## Exercises to complete
(1) In the passage on academic publishers and the news business, what profit margin do newspapers still have?
(2) Rewrite the stretch from "It also brings" through "out of them." in the passage on academic publishers and the news business, putting "Private equity firms" in place of "Hedge funds".

## Selected excerpt

This brings to mind the academic publishers who go to Congress and to the courts to wail that peer review, accurate information, and the authority of knowledge built for centuries will crumble if the government doesn’t protect publishers from profligate sharing. If the federal government insists that the results of the research it funds is made publicly available, or if schools can get away with buying information and sharing it repeatedly in courses, their business model will collapse, and Western civilization will be shaken to its core.
It also brings to mind the news business, which is farther down the path of being driven right into the ground by its ownership. Newspapers have closed up shop (see what has happened between 1960 and today), newsrooms have shed 30 percent of their employees, and the quality of the news is reduced along with its audience-but newspapers aren’t losing money; they still have a profit margin of around 5 percent. Hedge funds now own seven of the nation’s top 25 newspapers, so they must think there’s still some cash to be wrung out of them.

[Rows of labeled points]
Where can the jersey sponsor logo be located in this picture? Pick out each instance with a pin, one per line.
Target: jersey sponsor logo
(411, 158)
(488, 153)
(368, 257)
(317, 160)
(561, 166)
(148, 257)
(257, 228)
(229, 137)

## Written answers
(1) Around 5 percent.

(2)
It also brings to mind the news business, which is farther down the path of being driven right into the ground by its ownership. Newspapers have closed up shop (see what has happened between 1960 and today), newsrooms have shed 30 percent of their employees, and the quality of the news is reduced along with its audience-but newspapers aren’t losing money; they still have a profit margin of around 5 percent. Private equity firms now own seven of the nation’s top 25 newspapers, so they must think there’s still some cash to be wrung out of them.